Given data>
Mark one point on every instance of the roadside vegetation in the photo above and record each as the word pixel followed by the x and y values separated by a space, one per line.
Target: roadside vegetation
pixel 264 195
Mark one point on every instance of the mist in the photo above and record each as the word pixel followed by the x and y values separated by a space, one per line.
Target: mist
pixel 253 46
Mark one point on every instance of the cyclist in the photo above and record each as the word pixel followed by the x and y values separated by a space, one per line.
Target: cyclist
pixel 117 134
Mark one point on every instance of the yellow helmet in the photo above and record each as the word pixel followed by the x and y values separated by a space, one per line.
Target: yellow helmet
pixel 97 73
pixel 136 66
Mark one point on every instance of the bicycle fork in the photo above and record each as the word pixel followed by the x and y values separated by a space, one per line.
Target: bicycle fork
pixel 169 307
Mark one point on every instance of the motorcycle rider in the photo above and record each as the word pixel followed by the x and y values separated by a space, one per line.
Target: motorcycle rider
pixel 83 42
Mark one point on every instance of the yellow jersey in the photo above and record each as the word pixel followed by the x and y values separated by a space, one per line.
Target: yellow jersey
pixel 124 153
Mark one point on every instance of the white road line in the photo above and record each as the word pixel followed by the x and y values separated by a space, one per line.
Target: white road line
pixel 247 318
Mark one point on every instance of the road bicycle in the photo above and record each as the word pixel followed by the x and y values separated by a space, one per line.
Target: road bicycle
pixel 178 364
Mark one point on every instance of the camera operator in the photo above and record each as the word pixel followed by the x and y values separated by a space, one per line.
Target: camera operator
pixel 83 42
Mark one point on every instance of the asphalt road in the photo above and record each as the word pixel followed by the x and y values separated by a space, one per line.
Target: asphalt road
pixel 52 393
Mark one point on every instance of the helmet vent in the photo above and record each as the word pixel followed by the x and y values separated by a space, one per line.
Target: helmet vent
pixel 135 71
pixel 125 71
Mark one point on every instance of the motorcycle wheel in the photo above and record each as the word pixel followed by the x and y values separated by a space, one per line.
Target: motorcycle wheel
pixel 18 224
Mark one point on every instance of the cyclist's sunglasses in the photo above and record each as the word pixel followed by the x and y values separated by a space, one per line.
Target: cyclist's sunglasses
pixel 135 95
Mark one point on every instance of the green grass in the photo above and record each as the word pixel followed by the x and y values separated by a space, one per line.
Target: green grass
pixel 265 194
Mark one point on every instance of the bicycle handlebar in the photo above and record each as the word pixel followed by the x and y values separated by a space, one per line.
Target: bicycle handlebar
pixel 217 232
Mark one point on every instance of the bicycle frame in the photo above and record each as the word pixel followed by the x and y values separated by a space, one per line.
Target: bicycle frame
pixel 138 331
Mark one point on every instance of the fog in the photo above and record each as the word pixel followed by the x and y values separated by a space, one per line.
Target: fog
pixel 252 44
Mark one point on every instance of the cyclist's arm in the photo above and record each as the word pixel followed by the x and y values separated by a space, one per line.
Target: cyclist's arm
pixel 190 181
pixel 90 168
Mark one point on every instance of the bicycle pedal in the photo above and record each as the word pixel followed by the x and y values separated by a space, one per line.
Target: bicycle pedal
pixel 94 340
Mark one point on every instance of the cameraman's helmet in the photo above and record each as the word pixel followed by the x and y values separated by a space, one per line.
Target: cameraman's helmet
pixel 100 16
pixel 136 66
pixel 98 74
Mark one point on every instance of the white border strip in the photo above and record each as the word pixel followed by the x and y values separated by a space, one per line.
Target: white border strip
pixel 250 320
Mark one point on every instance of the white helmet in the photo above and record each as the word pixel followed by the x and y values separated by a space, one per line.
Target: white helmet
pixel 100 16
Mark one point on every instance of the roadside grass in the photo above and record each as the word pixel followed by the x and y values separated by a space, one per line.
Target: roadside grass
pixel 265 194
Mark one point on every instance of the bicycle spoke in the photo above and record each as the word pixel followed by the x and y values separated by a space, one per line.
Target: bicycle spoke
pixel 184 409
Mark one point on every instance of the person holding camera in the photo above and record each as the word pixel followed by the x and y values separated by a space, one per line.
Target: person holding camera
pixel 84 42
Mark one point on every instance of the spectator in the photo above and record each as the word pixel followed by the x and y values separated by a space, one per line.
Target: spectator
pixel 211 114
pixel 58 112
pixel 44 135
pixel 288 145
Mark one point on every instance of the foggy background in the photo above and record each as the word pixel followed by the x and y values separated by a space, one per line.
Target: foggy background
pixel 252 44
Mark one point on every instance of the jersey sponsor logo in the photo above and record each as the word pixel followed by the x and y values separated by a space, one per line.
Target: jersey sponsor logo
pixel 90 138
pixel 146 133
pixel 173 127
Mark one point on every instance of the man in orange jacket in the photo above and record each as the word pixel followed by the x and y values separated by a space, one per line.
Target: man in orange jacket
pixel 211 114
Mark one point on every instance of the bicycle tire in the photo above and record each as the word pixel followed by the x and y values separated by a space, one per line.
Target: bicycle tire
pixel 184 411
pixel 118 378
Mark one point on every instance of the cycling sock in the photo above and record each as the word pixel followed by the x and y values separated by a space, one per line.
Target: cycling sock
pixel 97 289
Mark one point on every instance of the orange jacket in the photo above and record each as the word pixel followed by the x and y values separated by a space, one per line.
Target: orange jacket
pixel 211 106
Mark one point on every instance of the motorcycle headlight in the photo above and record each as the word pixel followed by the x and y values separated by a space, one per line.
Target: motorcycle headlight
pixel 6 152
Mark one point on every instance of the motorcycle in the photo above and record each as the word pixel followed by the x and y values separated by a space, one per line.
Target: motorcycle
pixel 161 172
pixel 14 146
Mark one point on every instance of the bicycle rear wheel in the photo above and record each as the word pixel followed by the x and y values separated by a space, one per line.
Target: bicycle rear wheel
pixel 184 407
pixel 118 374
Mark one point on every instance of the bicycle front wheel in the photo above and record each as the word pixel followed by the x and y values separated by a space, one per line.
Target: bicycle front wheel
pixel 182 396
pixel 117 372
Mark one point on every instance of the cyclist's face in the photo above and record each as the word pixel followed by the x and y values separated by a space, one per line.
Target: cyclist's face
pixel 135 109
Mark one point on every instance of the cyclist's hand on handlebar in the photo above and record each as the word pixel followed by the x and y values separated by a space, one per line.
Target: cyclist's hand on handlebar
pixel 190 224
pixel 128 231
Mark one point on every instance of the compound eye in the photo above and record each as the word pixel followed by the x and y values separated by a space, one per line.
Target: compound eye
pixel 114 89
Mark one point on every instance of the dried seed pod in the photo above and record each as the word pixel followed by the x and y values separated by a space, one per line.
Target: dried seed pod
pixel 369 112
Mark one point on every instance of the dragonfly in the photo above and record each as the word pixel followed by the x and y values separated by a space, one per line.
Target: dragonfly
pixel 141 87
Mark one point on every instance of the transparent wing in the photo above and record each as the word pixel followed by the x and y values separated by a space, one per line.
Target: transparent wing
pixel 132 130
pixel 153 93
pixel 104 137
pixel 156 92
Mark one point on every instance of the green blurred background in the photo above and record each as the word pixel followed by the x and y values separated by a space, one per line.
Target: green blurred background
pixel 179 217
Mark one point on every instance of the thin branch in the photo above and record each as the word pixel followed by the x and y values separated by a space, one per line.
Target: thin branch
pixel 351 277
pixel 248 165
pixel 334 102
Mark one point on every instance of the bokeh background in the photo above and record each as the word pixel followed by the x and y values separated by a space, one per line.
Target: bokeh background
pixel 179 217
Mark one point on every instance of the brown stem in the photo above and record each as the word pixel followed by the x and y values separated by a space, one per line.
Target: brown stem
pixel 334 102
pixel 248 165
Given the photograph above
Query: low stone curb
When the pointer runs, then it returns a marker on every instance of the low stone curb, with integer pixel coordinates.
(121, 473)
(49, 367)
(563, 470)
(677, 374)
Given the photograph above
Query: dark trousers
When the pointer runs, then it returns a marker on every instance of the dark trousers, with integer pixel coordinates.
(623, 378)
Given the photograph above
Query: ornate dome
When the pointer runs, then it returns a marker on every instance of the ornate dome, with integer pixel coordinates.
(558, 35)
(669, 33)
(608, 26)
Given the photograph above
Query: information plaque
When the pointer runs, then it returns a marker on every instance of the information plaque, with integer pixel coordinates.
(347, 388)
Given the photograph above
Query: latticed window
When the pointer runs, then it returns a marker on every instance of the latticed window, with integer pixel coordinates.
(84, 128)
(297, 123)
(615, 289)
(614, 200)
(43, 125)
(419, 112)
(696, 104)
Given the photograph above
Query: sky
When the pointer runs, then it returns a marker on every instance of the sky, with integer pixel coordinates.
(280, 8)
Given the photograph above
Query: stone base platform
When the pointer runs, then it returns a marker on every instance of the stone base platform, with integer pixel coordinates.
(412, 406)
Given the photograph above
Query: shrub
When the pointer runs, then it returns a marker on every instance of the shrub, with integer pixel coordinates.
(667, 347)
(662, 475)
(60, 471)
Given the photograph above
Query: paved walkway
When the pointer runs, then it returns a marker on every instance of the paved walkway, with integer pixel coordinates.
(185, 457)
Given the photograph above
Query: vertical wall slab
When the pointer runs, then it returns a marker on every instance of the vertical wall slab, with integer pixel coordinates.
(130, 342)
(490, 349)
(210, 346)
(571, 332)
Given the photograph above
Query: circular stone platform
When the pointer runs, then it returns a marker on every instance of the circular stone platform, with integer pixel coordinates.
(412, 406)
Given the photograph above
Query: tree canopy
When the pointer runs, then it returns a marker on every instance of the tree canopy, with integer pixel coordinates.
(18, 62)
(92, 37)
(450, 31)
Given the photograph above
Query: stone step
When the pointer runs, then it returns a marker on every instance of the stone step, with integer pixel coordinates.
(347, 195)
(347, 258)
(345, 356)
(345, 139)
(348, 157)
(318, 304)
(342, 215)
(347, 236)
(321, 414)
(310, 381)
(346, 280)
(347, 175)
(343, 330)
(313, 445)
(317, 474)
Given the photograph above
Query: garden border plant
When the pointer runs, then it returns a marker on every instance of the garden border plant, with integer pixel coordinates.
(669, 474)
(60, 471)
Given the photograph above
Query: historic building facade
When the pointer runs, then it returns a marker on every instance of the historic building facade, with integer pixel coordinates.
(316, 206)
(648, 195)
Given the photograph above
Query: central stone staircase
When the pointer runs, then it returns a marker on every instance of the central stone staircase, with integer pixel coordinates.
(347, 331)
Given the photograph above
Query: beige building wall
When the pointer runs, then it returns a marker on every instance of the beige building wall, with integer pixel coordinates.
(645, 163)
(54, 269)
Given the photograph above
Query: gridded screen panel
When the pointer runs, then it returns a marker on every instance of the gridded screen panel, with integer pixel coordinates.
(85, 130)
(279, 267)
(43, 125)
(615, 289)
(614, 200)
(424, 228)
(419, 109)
* * *
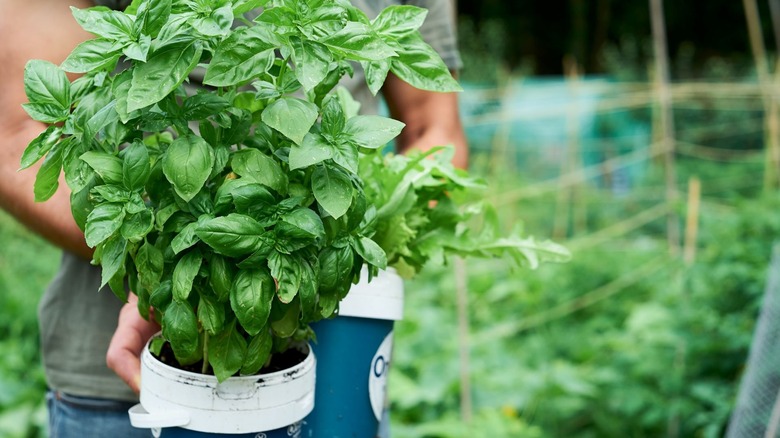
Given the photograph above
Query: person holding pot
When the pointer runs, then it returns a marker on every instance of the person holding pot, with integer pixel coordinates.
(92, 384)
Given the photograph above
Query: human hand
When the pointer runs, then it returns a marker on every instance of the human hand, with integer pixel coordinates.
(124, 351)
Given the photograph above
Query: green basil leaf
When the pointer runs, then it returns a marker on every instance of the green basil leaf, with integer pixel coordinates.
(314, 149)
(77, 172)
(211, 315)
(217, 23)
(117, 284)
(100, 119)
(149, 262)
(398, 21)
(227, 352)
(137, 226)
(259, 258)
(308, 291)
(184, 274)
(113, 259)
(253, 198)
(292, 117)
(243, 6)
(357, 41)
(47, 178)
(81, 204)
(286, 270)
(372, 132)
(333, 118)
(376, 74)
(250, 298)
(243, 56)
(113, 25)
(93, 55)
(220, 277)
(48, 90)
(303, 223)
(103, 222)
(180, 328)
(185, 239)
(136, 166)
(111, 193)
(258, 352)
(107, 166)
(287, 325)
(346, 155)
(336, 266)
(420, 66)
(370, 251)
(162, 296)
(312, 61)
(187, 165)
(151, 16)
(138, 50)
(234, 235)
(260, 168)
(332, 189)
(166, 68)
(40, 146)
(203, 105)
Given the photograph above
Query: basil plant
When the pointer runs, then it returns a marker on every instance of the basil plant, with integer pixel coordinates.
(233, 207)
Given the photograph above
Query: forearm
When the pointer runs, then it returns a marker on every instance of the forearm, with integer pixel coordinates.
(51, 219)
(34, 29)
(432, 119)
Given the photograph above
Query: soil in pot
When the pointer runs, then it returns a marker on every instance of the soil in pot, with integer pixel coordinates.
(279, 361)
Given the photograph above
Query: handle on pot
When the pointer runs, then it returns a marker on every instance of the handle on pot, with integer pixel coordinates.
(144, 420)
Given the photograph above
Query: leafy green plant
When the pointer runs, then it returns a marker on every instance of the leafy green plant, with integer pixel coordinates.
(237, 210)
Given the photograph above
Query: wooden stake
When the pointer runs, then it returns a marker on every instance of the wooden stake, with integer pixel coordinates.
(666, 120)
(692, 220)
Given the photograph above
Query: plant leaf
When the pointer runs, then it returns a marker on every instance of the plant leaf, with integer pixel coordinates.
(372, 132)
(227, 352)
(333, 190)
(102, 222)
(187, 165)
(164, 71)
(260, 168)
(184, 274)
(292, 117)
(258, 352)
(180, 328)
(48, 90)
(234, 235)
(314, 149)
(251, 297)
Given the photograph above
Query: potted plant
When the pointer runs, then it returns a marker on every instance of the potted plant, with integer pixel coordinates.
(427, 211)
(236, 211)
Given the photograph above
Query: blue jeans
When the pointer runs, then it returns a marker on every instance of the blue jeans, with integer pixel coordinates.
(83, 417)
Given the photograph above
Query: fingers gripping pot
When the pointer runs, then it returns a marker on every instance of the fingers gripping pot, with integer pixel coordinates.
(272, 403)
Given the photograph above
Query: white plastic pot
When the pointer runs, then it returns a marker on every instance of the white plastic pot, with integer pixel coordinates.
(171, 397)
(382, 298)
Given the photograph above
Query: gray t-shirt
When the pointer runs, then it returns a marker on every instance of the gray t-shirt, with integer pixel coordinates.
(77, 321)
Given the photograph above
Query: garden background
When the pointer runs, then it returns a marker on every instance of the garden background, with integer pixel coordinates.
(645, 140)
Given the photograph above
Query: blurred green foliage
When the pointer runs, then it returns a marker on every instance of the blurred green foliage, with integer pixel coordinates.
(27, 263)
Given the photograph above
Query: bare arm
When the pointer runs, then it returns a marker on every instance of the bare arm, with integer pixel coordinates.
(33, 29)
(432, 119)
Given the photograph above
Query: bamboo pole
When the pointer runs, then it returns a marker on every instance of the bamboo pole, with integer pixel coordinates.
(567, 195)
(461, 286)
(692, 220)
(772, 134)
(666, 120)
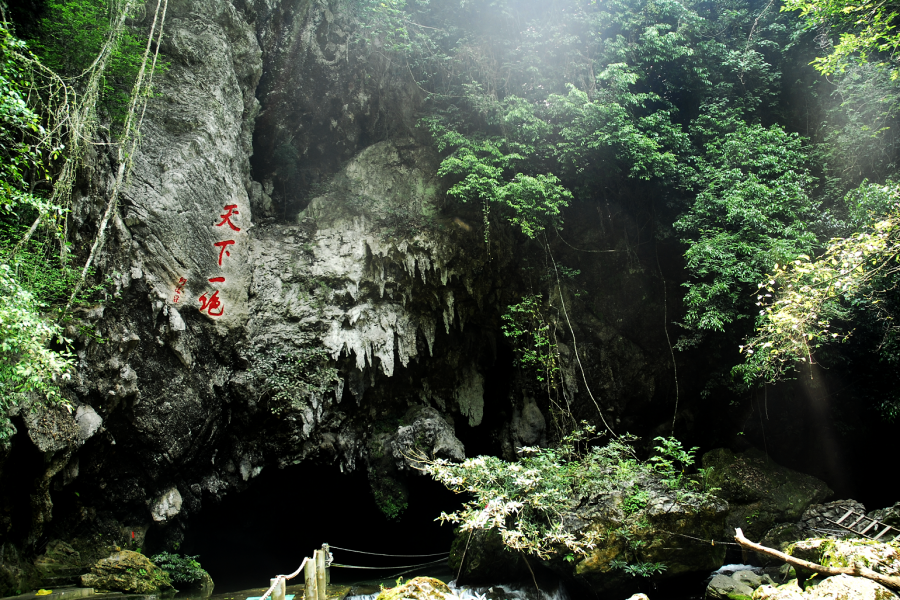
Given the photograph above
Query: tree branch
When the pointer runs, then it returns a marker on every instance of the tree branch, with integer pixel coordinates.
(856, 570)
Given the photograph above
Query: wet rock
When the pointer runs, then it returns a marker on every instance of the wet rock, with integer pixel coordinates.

Exercise directions> Going through the entries above, count the lines that have the word "rock" and state that count alone.

Task output> 2